## Written exercise
Reproduce every one of the records below word for word, leaving each line unchanged.

# START OF Given records

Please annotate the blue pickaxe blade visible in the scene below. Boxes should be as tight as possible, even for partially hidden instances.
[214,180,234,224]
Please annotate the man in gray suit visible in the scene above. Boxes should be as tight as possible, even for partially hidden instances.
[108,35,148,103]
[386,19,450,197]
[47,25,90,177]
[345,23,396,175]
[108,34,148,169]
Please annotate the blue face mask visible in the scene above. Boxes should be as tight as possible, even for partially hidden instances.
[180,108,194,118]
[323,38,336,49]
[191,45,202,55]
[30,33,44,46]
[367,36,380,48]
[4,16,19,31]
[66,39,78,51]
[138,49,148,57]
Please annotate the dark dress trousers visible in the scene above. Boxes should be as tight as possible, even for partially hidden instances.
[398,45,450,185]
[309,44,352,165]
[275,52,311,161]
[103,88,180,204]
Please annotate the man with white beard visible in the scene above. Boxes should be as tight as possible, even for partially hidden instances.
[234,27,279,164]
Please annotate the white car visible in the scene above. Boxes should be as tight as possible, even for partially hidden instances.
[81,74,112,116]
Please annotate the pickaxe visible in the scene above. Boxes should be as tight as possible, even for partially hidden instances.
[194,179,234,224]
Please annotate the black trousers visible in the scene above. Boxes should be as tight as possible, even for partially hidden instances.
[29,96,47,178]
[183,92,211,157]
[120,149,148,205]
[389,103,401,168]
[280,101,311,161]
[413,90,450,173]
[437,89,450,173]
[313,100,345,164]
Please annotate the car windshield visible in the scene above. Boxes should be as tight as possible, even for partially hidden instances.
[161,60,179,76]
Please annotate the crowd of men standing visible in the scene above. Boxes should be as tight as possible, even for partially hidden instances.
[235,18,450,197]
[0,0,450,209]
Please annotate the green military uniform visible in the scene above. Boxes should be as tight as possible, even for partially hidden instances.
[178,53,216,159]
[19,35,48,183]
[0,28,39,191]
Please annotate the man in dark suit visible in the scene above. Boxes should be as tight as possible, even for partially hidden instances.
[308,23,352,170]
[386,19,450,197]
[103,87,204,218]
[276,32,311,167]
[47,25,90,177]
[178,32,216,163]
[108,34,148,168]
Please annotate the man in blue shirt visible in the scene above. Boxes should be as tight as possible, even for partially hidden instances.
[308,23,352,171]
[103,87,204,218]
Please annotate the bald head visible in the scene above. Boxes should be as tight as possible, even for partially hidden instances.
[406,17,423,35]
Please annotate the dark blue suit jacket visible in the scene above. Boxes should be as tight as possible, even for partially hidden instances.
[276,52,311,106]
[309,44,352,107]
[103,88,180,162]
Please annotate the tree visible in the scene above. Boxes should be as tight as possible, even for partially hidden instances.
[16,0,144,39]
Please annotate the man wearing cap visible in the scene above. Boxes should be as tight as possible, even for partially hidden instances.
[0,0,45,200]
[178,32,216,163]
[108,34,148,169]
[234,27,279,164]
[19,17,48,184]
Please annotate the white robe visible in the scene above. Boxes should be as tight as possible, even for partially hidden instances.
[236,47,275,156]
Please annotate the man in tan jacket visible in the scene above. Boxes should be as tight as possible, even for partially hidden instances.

# END OF Given records

## Expected output
Please annotate the blue pickaxe blade visible in the scene below. Boxes should be as tight as possible, even for partially hidden instances.
[214,180,234,224]
Please annotate the man in gray suit visible in the scene above. Boxes should be as tight as possible, even for partially hidden instances.
[108,35,148,103]
[386,19,450,197]
[47,25,90,177]
[345,23,396,175]
[108,34,148,169]
Please annotate the blue face mask visible in the scene above. Boxes should be as tight as possible, even for partially hidden instances.
[180,108,194,118]
[323,38,336,49]
[191,45,202,55]
[30,33,44,46]
[367,36,380,48]
[4,16,19,31]
[66,39,78,51]
[138,49,148,57]
Please annotate the dark dress trousers visible in the scene above. Boxes should be as tight as possible, even for partially hidden instances.
[398,45,450,185]
[309,44,352,165]
[275,52,311,161]
[103,88,180,204]
Please annotate the man with white beard visible in the scene above. Boxes should be as tight as possible, even for partially hidden instances.
[234,27,279,164]
Please annotate the white car visible in the scene above. Boxes should be as tight as possible, even for partially hidden instances.
[81,74,112,116]
Please annotate the pickaxe visible in the scene above. Boxes should be as tight as possible, even for partially hidden instances.
[194,179,234,224]
Please annotate the black trousers visible in the scene above. Boxes should be as tight as possible, even for partially hidden instances.
[29,96,47,178]
[183,92,211,157]
[120,149,148,205]
[389,103,401,168]
[280,101,311,161]
[413,90,450,173]
[437,89,450,173]
[313,100,345,164]
Please annotate the car windshield visible in the scene above. Boxes should be as tight as possible, even for partially hidden instances.
[161,60,179,76]
Please annotate the crowd of men standing visible in the scene above. Boxes should be as tight as possible, even for partially hidden instances.
[235,18,450,197]
[0,0,450,209]
Please annotate the green military uniform visible in the scene above. Boxes should be as tight as possible, even for partially hidden instances.
[178,53,216,159]
[19,35,48,183]
[0,28,39,191]
Please annotate the man in dark suit visible in the scene above. Boxes should be as tight as possible, even for partially hidden instances.
[308,23,352,170]
[386,19,450,197]
[103,87,204,218]
[276,32,311,167]
[47,25,90,177]
[178,32,216,163]
[108,34,148,168]
Please annotate the man in blue shirt visible in the scene above. Boxes should be as tight as possible, even for partially hidden instances.
[308,23,352,171]
[103,87,204,218]
Please annotate the bald head visible in the scene above. Boxes should be as tight as possible, even for partially hidden instances.
[406,17,423,35]
Please annotate the dark blue suit jacket visible in the scene above. Boxes should be as tight as possible, even for partially hidden instances.
[276,52,311,106]
[309,44,352,107]
[103,88,180,162]
Please annotate the tree visible in the scene above. Boxes should be as tight as possible, even for partially hidden instances.
[16,0,144,39]
Please annotate the man wearing cap visible in the scene above. Boxes should be as tight as possible, even for partially hidden instances.
[0,0,45,200]
[178,32,216,163]
[108,34,148,169]
[234,27,279,164]
[19,17,48,184]
Please annotate the white robe visible in the scene above. Boxes should be as tight as possible, even for partially hidden instances.
[236,47,275,156]
Please annotate the man in tan jacket visible in the scene above. Boxes should be as tight as possible, even for partially hidden instances.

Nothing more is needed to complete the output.